**TASK GOAL:**
Copy out, word for word, the part of the entries that opens with the line containing "For each instance of the thin" and closes with the very end of the entries, including both of those ends.

**TASK MATERIAL:**
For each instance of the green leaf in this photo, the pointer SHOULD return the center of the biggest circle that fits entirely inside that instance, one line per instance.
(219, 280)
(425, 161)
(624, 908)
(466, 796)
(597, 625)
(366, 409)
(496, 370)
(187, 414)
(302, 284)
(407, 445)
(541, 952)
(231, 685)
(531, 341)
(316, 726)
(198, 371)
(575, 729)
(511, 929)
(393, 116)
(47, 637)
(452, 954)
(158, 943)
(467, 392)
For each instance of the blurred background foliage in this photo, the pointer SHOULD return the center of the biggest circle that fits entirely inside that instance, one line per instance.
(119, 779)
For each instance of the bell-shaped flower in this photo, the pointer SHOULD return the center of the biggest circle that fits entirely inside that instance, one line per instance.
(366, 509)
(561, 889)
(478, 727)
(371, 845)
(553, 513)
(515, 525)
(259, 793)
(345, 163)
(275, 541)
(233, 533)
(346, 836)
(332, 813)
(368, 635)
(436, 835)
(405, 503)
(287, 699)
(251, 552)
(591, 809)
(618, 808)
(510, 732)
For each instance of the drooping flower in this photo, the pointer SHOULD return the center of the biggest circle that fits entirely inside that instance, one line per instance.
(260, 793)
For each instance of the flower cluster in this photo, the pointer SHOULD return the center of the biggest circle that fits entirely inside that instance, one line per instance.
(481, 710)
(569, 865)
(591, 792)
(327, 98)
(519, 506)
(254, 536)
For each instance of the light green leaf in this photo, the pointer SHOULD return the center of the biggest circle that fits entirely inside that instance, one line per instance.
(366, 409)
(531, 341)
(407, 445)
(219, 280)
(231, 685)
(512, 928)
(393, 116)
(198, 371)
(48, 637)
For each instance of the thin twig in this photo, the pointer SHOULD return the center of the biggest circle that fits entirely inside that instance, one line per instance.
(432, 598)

**SOLVED EXERCISE:**
For each instance of the thin twig in this photo, the pointer SHOULD return the center of the biggest circle that fits entirely inside that instance, one line per instance.
(432, 598)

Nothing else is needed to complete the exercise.